KUTIPAN TEKS.
Rentetan proyek penugasan dari pemerintah memaksa petinggi badan usaha milik negara (BUMN) bidang konstruksi untuk mengatasi utang yang menumpuk.
Direktur Utama PT Waskita Karya (persero) Tbk I Gusti Ngurah Putra salah satunya. Bersama lima bos BUMN lainnya, Putra menemui Presiden Joko Widodo, Senin pekan lalu, untuk menjelaskan kondisi keuangan dan langkah memperbaikinya.
Dari laporan keuangan triwulan III 2019, utang PT Waskita mencapai Rp 108 triliun dan utang jangka pendeknya Rp 58,8 triliun. Penjualan aset dan pembayaran proyek dengan skema turnkey menjadi andalan untuk menambal kas. "Makanya kami tak agresif berekspansi," ujar Putra kepada tim Koran Tempo di Hotel Fairmont, Jakarta Pusat, Kamis lalu.
Apa isi pertemuan BUMN karya dengan Presiden Joko Widodo?
Pak Jokowi ingin tahu kapasitas keuangan. Selain Waskita, ada PT PP, Wijaya Karya, Adhi Karya, Hutama Karya, dan Jasa Marga. Saya jelaskan sampai triwulan III tahun lalu gearing ratio (rasio utang terhadap modal) Waskita sekitar 2,93 kali. Tapi, kami dapat mencairkan banyak proyek turnkey, hampir Rp 24 triliun. Pada akhir tahun, rasio utang terhadap modal turun menjadi 2,3 kali.

INFORMASI YANG DITAMPILKAN.
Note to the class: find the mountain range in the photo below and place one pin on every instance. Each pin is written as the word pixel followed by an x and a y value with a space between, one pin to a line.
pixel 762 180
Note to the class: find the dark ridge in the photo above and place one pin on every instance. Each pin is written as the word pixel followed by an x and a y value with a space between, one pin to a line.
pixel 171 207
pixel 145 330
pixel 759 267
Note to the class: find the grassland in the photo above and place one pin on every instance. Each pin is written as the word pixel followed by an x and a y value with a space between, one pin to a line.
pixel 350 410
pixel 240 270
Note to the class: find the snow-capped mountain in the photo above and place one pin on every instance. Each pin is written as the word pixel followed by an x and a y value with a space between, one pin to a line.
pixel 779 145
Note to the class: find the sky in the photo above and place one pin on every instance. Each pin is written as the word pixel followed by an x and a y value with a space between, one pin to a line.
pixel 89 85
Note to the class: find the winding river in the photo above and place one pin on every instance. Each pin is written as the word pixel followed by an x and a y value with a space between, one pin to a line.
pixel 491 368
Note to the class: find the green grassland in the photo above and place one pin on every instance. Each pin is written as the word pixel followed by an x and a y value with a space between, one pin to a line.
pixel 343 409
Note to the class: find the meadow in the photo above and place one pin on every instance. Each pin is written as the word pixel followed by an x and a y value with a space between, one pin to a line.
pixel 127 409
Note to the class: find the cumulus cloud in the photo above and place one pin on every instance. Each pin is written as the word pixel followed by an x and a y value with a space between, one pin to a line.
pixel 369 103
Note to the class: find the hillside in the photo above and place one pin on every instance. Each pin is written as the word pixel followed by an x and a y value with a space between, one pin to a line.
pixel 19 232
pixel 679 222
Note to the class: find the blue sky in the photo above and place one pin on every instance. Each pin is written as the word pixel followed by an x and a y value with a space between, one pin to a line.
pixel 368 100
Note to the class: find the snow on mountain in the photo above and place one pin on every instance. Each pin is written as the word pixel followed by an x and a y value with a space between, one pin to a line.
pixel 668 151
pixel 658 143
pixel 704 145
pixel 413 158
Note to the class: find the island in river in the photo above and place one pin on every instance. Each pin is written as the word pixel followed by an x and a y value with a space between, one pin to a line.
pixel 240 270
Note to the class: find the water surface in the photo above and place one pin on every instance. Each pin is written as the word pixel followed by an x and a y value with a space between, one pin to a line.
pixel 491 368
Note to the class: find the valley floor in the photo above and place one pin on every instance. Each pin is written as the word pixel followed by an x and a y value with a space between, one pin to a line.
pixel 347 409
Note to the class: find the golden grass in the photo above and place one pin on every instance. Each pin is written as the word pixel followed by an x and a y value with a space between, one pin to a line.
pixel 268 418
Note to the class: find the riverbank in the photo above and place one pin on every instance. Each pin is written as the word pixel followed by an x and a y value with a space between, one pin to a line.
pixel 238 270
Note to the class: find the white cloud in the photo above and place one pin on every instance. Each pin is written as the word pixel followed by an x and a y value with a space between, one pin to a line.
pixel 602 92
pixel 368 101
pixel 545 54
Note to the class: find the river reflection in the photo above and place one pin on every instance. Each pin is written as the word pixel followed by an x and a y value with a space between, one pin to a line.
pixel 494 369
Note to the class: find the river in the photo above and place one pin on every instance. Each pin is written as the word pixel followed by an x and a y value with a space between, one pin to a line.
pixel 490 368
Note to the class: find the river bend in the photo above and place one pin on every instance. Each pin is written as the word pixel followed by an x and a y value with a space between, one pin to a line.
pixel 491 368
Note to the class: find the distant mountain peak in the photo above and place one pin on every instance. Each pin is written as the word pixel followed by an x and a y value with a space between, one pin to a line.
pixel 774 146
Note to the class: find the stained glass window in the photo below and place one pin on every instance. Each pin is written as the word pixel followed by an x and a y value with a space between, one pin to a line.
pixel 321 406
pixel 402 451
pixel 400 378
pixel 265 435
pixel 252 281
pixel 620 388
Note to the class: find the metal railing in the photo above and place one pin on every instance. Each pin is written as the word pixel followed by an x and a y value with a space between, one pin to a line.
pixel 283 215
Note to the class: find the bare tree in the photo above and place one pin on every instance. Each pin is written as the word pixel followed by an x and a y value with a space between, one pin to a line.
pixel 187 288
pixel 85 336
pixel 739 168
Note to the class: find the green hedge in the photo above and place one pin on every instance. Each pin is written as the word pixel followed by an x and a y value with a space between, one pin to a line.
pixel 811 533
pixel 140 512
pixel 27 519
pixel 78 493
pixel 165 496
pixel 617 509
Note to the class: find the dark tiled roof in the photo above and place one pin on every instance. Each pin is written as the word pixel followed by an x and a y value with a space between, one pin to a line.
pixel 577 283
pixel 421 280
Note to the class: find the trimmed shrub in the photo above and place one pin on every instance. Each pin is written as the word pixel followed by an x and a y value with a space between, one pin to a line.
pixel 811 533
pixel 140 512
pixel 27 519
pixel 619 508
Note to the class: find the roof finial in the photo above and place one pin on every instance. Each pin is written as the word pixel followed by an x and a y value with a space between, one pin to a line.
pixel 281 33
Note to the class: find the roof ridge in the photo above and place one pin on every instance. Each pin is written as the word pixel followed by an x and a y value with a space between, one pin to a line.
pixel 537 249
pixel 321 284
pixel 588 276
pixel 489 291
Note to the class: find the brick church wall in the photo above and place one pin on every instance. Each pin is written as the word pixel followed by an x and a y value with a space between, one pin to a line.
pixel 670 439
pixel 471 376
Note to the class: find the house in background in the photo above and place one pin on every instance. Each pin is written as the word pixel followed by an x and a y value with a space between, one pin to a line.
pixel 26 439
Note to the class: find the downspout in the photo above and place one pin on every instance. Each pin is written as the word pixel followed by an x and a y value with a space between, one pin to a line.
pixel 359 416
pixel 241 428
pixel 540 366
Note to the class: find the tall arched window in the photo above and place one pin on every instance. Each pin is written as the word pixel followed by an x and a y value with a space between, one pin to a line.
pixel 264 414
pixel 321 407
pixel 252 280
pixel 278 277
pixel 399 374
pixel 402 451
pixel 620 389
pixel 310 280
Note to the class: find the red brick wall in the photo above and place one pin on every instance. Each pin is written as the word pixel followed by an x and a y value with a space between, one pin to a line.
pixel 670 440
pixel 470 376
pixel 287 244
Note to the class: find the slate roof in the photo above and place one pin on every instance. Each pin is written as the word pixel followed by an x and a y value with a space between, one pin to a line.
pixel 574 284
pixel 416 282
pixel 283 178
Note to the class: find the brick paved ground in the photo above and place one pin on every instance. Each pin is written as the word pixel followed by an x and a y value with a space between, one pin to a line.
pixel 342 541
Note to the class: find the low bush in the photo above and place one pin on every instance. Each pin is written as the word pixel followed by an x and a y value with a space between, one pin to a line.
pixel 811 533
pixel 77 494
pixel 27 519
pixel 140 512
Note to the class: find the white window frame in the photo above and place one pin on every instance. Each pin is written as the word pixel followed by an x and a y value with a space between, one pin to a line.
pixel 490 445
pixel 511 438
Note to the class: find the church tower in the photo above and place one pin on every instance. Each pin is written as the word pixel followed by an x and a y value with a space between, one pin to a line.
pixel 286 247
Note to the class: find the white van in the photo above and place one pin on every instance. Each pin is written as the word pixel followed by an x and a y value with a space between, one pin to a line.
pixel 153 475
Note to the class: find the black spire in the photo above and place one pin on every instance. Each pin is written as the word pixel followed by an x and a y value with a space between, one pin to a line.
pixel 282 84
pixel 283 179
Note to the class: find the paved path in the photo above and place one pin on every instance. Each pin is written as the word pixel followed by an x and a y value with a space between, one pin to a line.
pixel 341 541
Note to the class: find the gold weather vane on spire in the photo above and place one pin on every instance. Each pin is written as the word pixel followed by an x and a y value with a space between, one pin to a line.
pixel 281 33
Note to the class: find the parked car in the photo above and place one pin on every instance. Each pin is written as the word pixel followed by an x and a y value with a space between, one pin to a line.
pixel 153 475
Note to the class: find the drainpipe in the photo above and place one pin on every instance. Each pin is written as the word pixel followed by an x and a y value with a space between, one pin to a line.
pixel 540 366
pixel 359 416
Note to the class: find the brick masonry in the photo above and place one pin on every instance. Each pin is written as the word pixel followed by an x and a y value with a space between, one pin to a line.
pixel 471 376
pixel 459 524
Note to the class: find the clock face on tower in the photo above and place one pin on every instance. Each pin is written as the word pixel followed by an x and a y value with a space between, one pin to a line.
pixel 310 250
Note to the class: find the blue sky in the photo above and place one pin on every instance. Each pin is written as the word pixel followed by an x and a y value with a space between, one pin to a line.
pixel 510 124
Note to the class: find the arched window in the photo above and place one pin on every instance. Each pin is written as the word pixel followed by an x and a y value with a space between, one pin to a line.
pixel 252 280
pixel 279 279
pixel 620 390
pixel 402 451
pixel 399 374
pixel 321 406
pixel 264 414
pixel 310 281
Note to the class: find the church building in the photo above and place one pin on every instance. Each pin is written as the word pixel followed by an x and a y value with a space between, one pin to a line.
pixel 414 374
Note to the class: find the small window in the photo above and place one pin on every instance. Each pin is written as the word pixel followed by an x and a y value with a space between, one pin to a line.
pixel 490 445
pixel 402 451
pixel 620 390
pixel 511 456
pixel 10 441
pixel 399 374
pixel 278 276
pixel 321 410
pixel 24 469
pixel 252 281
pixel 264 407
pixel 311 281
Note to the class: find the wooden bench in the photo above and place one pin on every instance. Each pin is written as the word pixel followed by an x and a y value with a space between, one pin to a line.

LATIHAN SINGKAT. Tolong sebutkan jumlah utang PT Waskita menurut laporan keuangan triwulan III 2019 dalam teks tentang utang Waskita Karya. Materi di atas tidak digunakan dalam latihan ini.

LATIHAN SELESAI. Utang PT Waskita mencapai Rp 108 triliun.